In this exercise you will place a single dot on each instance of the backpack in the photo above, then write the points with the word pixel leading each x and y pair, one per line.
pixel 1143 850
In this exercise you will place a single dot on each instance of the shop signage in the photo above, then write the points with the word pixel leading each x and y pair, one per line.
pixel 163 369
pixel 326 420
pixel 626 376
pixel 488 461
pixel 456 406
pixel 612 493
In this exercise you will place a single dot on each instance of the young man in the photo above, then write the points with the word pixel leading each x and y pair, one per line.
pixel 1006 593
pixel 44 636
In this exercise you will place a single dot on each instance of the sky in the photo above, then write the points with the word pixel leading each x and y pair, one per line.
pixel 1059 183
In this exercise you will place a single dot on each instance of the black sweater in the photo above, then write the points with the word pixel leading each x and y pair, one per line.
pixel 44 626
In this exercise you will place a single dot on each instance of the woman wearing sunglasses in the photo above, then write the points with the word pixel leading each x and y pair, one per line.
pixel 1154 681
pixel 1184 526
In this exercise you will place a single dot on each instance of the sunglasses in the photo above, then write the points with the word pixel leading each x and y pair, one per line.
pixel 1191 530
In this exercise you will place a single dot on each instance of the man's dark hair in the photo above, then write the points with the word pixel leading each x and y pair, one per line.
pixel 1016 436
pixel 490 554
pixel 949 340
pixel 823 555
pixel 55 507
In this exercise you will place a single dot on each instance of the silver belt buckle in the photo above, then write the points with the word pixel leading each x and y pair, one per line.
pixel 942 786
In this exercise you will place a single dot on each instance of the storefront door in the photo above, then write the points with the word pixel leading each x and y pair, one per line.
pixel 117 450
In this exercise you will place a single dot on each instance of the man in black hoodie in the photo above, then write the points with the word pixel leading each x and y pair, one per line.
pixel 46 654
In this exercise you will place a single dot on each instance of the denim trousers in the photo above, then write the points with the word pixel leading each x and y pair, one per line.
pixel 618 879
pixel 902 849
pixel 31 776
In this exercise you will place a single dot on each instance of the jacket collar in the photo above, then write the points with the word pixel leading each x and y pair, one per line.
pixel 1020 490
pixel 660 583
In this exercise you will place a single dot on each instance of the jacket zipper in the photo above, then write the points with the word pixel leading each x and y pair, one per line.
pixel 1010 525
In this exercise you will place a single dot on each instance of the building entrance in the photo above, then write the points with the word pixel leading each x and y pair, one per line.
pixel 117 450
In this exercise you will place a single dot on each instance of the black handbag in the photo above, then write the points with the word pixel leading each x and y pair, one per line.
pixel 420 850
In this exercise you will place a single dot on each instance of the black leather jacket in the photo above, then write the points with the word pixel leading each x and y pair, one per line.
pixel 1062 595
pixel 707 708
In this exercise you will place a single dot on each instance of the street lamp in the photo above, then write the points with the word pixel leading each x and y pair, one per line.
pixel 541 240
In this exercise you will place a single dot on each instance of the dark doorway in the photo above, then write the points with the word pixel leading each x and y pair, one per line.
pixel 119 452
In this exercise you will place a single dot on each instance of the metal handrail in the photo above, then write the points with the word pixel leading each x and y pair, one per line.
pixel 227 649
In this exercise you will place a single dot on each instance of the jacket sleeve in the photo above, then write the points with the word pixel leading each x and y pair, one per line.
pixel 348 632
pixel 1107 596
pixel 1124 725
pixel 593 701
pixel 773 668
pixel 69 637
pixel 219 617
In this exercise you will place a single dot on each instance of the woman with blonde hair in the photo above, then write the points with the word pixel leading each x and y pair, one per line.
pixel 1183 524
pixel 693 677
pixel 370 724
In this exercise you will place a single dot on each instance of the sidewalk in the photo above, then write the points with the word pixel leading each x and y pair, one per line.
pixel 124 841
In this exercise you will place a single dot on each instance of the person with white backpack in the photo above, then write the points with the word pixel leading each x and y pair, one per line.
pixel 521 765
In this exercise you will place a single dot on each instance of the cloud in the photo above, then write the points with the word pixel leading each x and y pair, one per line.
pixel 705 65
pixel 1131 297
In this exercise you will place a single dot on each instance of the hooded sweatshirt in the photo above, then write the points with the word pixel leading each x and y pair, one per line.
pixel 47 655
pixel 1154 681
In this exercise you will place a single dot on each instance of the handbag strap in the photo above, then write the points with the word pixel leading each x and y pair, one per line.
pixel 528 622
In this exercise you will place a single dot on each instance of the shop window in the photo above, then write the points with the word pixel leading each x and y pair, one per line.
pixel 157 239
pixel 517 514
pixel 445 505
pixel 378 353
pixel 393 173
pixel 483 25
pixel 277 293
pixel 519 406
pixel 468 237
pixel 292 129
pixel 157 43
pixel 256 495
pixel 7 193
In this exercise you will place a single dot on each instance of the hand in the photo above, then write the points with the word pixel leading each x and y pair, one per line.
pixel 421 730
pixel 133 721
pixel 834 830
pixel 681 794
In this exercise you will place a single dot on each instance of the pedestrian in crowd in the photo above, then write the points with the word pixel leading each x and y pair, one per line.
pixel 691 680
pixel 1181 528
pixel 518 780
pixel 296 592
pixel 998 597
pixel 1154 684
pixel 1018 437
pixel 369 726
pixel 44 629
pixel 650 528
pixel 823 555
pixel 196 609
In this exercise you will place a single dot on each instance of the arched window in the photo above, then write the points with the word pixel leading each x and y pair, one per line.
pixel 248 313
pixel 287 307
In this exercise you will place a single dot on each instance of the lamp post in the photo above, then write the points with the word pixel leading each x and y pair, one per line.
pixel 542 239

[Directions] Reproduce all of the data above line for line, with no changes to wording, numbers, or order.

[Output of the task]
In this exercise you will place a single dot on each instance of the backpack in the photo above, then write the points with the word pixel leading each x and y pair, one per line.
pixel 1143 850
In this exercise you will place a single dot on each instance of the shop signage in the photo above, then write the points with the word pixel leading each x and y pair, one per line.
pixel 163 369
pixel 326 420
pixel 626 376
pixel 488 461
pixel 456 406
pixel 612 493
In this exercise you will place a single dot on each instance of the young man in the photo above, then write the points with the word pixel leading each x and y pair, one per line.
pixel 1006 593
pixel 44 636
In this exercise you will place a single dot on each instance of the sky in the photo above, then write the points with the word pixel leading each x and y pair, one per line.
pixel 1059 183
In this exercise you will place a single dot on each instance of the black sweater in the photo above, then write the points with the word pixel leading each x and y pair, one per line.
pixel 44 626
In this exercise you will place a single dot on each instance of the woman wearing sunglasses in the photo above, then write the points with the word pixel leading each x and y pair, one per line.
pixel 1154 681
pixel 1184 526
In this exercise you will place a single dot on each instance of the sunglasses in the photo above, then write the points with the word pixel leading each x and y pair, one per line.
pixel 1191 530
In this exercise you will place a single dot on each instance of the man's dark hair in the photo above, then write the points with the word pixel leading each x and y pair, one per line.
pixel 1016 436
pixel 490 554
pixel 949 340
pixel 823 555
pixel 55 507
In this exercise you will place a single dot on each instance of the silver belt buckle in the photo above, then write the points with the word pixel leading each x and y pair, one per line.
pixel 942 786
In this exercise you will place a single dot on each instance of the storefront door in the photo above, then write the points with the word pixel leading each x and y pair, one per line.
pixel 117 450
In this exercise you will place a single dot on each instance of the man in black hoodie in the photo above, then write the points with the word pixel leading each x and y pair, one per line.
pixel 46 654
In this exercise you will place a single dot on each instance of the denim trousers in the photo above, then write the points with the word pixel leading each x and y pair, one per line.
pixel 618 879
pixel 902 849
pixel 31 776
In this exercise you will place a single dot on each instance of the jacket collar in the photo above, then write the points with the word pixel leading each x and y pair, one per line.
pixel 1020 490
pixel 660 583
In this exercise you will place a single dot on each instance of the jacket zipper in the photo above, then write the points with the word pixel leading each x and y pair, one per line.
pixel 1010 525
In this exercise you will place a single dot on each instance of the building entrance in the photo above, then write the points with the word pixel leading each x and y pair, one per line.
pixel 117 450
In this exercise you will place a single dot on each instance of the black handbag in the photo above, then write the points with the word pixel leading each x and y pair, one per line.
pixel 420 850
In this exercise you will place a single dot on each instance of the black leather jacket in the photo above, then write the points with the word pixel leading each x and y pair, one per line.
pixel 1062 595
pixel 707 708
In this exercise you will place a single dot on each instance of the street lamp in the photo above, then write the points with the word pixel leading each x and y pair, one per line.
pixel 541 240
In this exercise you will place a single dot on each instance of the dark doorway in the photo above, then write the points with the word pixel leading each x and y pair, one per line.
pixel 119 452
In this exercise you will place a single dot on each instance of the metal handrail in the photo above, then write the points with the word pixel leading each x and y pair, one per line.
pixel 227 649
In this exercise you will place a single dot on each instance of the jacket sleeve in the photo above, then write the points with the word pixel leading each x and y pair, one per line.
pixel 348 632
pixel 1107 596
pixel 1124 725
pixel 593 701
pixel 773 668
pixel 69 637
pixel 219 617
In this exercise you will place a single dot on each instance of the woman with blonde hair in the photo above, then write the points with the word pixel leading each x and y pair, one per line.
pixel 1183 524
pixel 693 677
pixel 370 724
In this exercise you will place a single dot on each instance of the sidewalk in the photo above, then write the points with the word pixel leading each x and y pair, one per line.
pixel 124 841
In this exercise you will place a single dot on each instance of the person with white backpack in the photo above, then write the points with the word pixel leading each x and y pair, one per line.
pixel 521 765
In this exercise you will place a single dot on each instance of the cloud in the photo above, then write the points with the word pixel leading each x and y pair, one per line.
pixel 705 65
pixel 1131 297
In this exercise you will place a single dot on each instance of the hooded sweatshirt in the photo above, then write the points with the word pixel leading each x and y pair, one per line.
pixel 47 655
pixel 1154 681
In this exercise you will place a single dot on each instance of the handbag strap in the photo above, then write the points with the word pixel leading each x and y pair, one per line.
pixel 528 622
In this exercise you will place a single dot on each instance of the shop window in the photo above, then write the points with the word pixel leading each x and y pair, one per line.
pixel 157 239
pixel 517 514
pixel 445 505
pixel 378 353
pixel 393 173
pixel 483 25
pixel 277 293
pixel 519 406
pixel 468 237
pixel 292 129
pixel 157 43
pixel 256 495
pixel 7 193
In this exercise you will place a single dot on each instance of the hand in the photo above, then write the points with the word pixel leading each x and y pair, one per line.
pixel 421 730
pixel 133 721
pixel 834 830
pixel 681 794
In this exercise you will place a single dot on each instance of the pedestrian in crowd in the photo above, then write the points with the word pixel leading each x and y pair, one per line.
pixel 691 680
pixel 1181 528
pixel 518 780
pixel 296 592
pixel 998 597
pixel 1154 684
pixel 1018 437
pixel 369 726
pixel 44 629
pixel 650 528
pixel 823 555
pixel 196 609
In this exercise you will place a single dot on each instance of the arched window in the photo above, then write the points with the word pixel leading each x and y pair, one per line.
pixel 248 313
pixel 287 307
In this exercise you will place a single dot on each instance of the lamp post in the photo above, then write the points with the word pixel leading each x and y pair, one per line.
pixel 542 239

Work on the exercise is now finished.